<<<<
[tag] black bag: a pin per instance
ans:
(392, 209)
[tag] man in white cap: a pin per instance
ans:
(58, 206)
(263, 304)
>>>>
*What needs to be done*: Every line above must be reproduced exactly as it stands.

*Response for this exercise*:
[tag] black bag: a pin per instance
ans:
(392, 209)
[tag] man in white cap: a pin per instance
ans:
(58, 206)
(263, 304)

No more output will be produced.